Excerpt.
Attached files

file filename
EX-99.1 - EX-99.1 - FIRST HAWAIIAN, INC.a18-2385_1ex99d1.htm
EX-10.2 - EX-10.2 - FIRST HAWAIIAN, INC.a18-2385_1ex10d2.htm
EX-10.1 - EX-10.1 - FIRST HAWAIIAN, INC.a18-2385_1ex10d1.htm

 

 

UNITED STATES

SECURITIES AND EXCHANGE COMMISSION

Washington, D.C. 20549

 

 

FORM 8-K

 

 

CURRENT REPORT

PURSUANT TO SECTION 13 OR 15(D)

OF THE SECURITIES EXCHANGE ACT OF 1934

 

Date of Report (Date of earliest event reported): January 8, 2018

 

 

FIRST HAWAIIAN, INC.

 

(Exact Name of Registrant as Specified in Its Charter)

 

 

Delaware

 

(State or Other Jurisdiction of Incorporation)

 

001-14585

 

99-0156159

(Commission File Number)

 

(IRS Employer Identification No.)

 

999 Bishop St., 29th Floor
Honolulu, Hawaii

 

96813

(Address of Principal Executive Offices)

 

(Zip Code)

 

(808) 525-7000

 

(Registrant’s Telephone Number, Including Area Code)

 

Not Applicable

(Former Name or Former Address, if Changed Since Last Report)

 

 

Check the appropriate box below if the Form 8-K filing is intended to simultaneously satisfy the filing obligation of the registrant under any of the following provisions:

 

¨     Written communications pursuant to Rule 425 under the Securities Act (17 CFR 230.425)

 

¨     Soliciting material pursuant to Rule 14a-12 under the Exchange Act (17 CFR 240.14a-12)

 

¨     Pre-commencement communications pursuant to Rule 14d-2(b) under the Exchange Act (17 CFR 240.14d-2(b))

 

¨     Pre-commencement communications pursuant to Rule 13e-4(c) under the Exchange Act (17 CFR 240.13e-4(c))

 

Indicate by check mark whether the registrant is an emerging growth company as defined in Rule 405 of the Securities Act of 1933 (§230.405 of this chapter) or Rule 12b-2 of the Securities Exchange Act of 1934 (§240.12b-2 of this chapter).

Tasks and exercises.
(1) Translate this sentence from the filing into Spanish: "Indicate by check mark whether the registrant is an emerging growth company as defined in Rule 405 of the Securities Act of 1933 (§230.405 of this chapter) or Rule 12b-2 of the Securities Exchange Act of 1934 (§240.12b-2 of this chapter)."
(2) Answer each question from the filing:
(a) In which state is First Hawaiian, Inc. incorporated?
(b) What date is given as the date of the earliest event reported?
(c) What telephone number does the registrant list?
(3) Decide whether each statement agrees with the filing. Answer yes or no, and quote the words that decide it.
(a) The principal executive offices are on the 29th floor at 999 Bishop St.
(b) The filing gives a former name for the registrant.
(c) The filing is a Form 10-K.
Answer using only the filing, without any outside source.

Data extract.
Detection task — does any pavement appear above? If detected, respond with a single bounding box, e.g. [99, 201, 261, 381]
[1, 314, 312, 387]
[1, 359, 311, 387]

Solutions in order.
(1) Indique con una marca de verificación si el registrante es una empresa emergente en crecimiento según se define en la Regla 405 de la Ley de Valores de 1933 (§230.405 de este capítulo) o en la Regla 12b-2 de la Ley del Mercado de Valores de 1934 (§240.12b-2 de este capítulo).

(2)
(a) Delaware
(b) January 8, 2018
(c) (808) 525-7000

(3)
(a) Yes: "999 Bishop St., 29th Floor"
(b) No: "Not Applicable"
(c) No: "FORM 8-K"